*** Opening Data extracts ***

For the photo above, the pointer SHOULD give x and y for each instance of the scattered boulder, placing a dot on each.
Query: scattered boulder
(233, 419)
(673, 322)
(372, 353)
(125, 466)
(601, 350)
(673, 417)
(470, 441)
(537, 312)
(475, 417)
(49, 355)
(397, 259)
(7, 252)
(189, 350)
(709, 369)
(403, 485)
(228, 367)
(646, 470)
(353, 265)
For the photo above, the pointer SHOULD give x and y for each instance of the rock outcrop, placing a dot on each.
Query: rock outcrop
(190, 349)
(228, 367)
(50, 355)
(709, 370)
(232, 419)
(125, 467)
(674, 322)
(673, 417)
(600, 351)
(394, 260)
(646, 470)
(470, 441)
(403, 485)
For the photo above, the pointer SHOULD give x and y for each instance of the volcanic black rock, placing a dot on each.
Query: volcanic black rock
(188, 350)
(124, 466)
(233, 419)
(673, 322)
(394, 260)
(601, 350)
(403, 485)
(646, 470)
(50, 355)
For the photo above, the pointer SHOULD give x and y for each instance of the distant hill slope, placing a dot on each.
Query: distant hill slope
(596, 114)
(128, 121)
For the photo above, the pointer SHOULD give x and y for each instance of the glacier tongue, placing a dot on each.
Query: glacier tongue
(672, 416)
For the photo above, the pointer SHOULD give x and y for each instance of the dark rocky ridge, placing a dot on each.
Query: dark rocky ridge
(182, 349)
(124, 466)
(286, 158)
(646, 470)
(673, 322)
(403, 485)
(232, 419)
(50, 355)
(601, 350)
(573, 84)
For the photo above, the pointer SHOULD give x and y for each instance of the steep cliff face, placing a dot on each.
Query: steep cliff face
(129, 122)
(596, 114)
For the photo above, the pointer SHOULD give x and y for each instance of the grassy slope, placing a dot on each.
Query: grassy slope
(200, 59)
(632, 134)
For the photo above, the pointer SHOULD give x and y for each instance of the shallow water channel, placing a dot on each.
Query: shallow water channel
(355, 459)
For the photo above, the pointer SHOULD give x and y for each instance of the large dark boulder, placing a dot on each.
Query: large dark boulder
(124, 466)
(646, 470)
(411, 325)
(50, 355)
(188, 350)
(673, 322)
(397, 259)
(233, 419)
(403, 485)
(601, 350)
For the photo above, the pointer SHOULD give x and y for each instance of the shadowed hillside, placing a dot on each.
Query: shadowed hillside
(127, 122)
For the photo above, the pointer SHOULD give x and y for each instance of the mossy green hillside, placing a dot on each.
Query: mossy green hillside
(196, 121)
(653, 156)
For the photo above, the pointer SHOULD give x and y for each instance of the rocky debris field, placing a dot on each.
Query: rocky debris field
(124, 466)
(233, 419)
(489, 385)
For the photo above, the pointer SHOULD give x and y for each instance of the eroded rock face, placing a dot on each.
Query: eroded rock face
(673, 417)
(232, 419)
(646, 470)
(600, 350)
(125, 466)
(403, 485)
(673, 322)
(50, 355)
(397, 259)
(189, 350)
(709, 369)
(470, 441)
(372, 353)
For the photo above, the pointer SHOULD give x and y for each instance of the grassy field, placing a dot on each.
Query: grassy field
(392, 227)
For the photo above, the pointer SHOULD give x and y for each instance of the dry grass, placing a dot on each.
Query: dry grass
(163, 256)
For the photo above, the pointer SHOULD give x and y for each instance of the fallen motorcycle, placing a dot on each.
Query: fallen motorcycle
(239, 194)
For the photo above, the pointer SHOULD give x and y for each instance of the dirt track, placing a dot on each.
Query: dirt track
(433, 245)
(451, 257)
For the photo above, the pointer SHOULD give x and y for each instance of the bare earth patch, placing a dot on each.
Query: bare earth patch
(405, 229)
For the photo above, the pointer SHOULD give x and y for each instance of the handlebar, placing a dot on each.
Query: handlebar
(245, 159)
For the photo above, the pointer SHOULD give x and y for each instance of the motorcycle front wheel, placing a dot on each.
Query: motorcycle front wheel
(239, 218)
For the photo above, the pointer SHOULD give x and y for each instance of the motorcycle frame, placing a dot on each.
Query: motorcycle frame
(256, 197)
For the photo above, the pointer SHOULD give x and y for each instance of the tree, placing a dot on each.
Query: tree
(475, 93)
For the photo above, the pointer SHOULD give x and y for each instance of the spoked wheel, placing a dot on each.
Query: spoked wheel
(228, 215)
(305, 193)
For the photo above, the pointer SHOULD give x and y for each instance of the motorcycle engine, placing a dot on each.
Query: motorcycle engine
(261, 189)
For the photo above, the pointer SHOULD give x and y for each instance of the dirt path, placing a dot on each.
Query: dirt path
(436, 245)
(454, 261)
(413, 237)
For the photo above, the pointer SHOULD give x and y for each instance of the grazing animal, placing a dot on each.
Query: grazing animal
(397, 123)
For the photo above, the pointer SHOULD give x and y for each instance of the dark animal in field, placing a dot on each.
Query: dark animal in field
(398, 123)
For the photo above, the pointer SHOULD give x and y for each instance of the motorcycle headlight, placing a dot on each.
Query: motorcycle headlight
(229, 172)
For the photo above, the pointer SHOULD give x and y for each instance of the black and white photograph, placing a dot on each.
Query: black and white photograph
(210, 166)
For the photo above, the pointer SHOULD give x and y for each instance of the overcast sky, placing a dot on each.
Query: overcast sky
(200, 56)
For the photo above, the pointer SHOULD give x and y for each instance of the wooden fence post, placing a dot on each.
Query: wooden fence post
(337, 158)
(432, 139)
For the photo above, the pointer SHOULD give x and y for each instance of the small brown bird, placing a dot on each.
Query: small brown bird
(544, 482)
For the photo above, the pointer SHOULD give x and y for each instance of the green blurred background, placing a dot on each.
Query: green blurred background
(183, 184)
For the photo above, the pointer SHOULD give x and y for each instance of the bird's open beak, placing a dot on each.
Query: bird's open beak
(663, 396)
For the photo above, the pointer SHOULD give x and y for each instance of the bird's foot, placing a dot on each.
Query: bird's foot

*** Closing Data extracts ***

**Exercise objective:** Take the stretch of lines above from the one containing "Query: fallen motorcycle" through the one containing "handlebar, placing a dot on each." and repeat it exactly, adding no other line.

**Result for this exercise:**
Query: fallen motorcycle
(239, 194)
For the photo above, the pointer SHOULD give x and y for each instance of the dirt track, placing a dot on each.
Query: dirt track
(433, 245)
(451, 257)
For the photo above, the pointer SHOULD give x and y for each instance of the bare earth patch, placing a dot on each.
Query: bare earth patch
(405, 229)
For the photo above, the pointer SHOULD give x and y for each instance of the handlebar, placing a dot on each.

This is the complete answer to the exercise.